**Text section**.
Start of Block

Frustrated at 12 years old trying to find volunteer work, Simone started her volunteer career at the Magic House.  At 13, she began volunteering St. Louis Crisis Nursery and last summer she worked at Touchette Regional Hospital in East St. Louis.  She is also a volunteer at St. Louis John Cochrans Veterans Administration Hospital and is an assistant teacher at Shaare Emeth Religious School. In addition, Simone, 18, is the creator of St. Louis Volunteen.com, a website promoting local youth volunteer opportunities

This Mitzvah Star’s future goals include creating a not-for-profit organization and a National Teen Volunteer Site, especially for teens in smaller communities. 

Simone also has received several major local and national honors, including the Prudential Spirit of Community Award, which is given to one student per state for volunteer service and will be awarded to her in Washington, D.C.  She has received the Bank of America Student Leader Award, the Jamala Rogers Youth Visionary Award, the St. Louis City/KMOV Do the Right Thing Award, the Princeton University Book Award and the President’s National Volunteer Service Award.

Semyon Mugerfeld

Born in 1921, in Krivckik, Russia, Mugerfeld spent his adult life as an Electrical Engineer in Angarsic in Siberia.  He retired to Odessa, after 39 years in electrical construction.  Finally, his daughter convinced him and his wife, Maria, to move to St. Louis, leaving the anti-Semitism of Russia behind.

Mugerfeld volunteers at the Jewish Food Pantry packing and stocking food. This extremely dedicated (almost 90 years old) Mitzvah Star has volunteered at the Harvey Kornblum Jewish Food Pantry for almost eight years. Mugerfeld also serves as a Russian translator for many of the Food Pantry’s Russian clients.

End of Block

**Dataset content**.
Start of Block

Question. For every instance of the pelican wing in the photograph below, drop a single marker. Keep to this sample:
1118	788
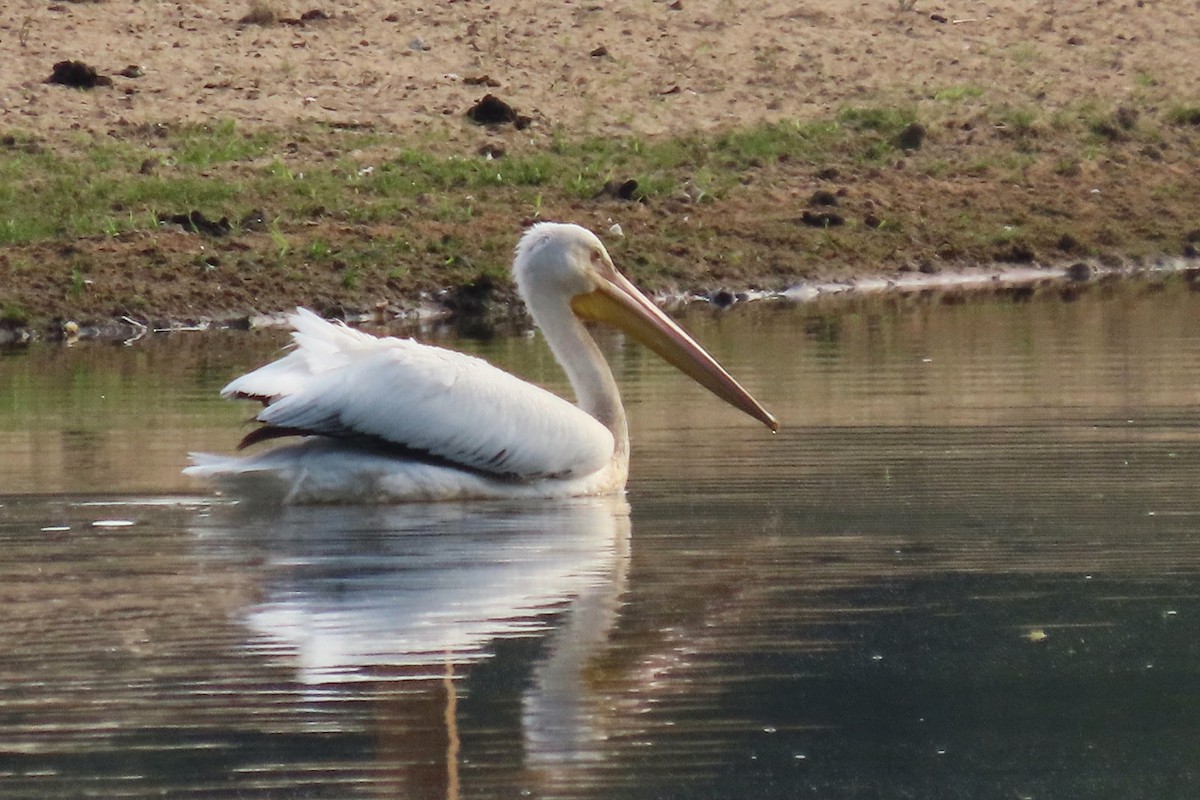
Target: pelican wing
342	383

End of Block

**Required work**.
a) From the volunteer profiles, set down the passage that begins at the words "Born in 1921, in" and stops after "of Russia behind.", copying it word for word.
b) Answer these questions from the volunteer profiles:
(i) How old is Simone?
(ii) Where did Mugerfeld spend his adult life working as an electrical engineer?
(iii) For how long has Mugerfeld volunteered at the Harvey Kornblum Jewish Food Pantry?
c) Write the next part of the volunteer profiles, picking up after their final sentence.

**Answer list**.
a)
Born in 1921, in Krivckik, Russia, Mugerfeld spent his adult life as an Electrical Engineer in Angarsic in Siberia.  He retired to Odessa, after 39 years in electrical construction.  Finally, his daughter convinced him and his wife, Maria, to move to St. Louis, leaving the anti-Semitism of Russia behind.

b)
(i) 18
(ii) Angarsic in Siberia
(iii) Almost eight years

c)
Mugerfeld has been married to Maria for 62 years.  They have two children and three grandchildren.  They walk the JCC track twice a day together, at morning and at night. 

Mugerfeld says that life in America is “good” and that he “likes working with nice American people.”

Phyllis Siegel

A volunteer organizer extraordinaire,  Siegel arranges Mah Jong groups, theater groups, tennis groups and bridge groups. She has organized events to benefit various charities, such as Jewish Food Pantry, Alzheimer’s Association, Holocaust Museum and Learning Center, National Council of Jewish Womens’ Back to School Store and the St. Louis Breast Cancer Coalition.  Her next event is for Caring for Kids.  

Siegel can also be found every year at the St. Louis Jewish Book Festival Book Store at the Jewish Community Center.  She is an avid tennis player and arranges an interclub team at the Vetta Concord Sports Club.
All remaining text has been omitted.